**Records provided:**

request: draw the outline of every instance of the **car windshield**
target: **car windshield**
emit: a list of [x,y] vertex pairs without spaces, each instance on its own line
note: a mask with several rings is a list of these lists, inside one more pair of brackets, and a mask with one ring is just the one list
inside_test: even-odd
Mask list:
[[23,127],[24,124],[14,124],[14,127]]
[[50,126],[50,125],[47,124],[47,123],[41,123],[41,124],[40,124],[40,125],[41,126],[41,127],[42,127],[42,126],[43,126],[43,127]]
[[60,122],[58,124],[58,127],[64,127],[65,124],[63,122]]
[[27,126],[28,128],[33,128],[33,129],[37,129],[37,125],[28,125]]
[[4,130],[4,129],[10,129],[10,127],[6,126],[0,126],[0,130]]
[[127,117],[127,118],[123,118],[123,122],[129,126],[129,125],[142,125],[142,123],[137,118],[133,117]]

**Given task:**
Locate every line in the items above that contains the word "list", and copy each of those lines in full.

**The solution:**
emit: a list of [x,y] vertex pairs without spaces, each instance on its own line
note: a mask with several rings is a list of these lists, inside one more pair of brackets, and a mask with one ring is just the one list
Mask list:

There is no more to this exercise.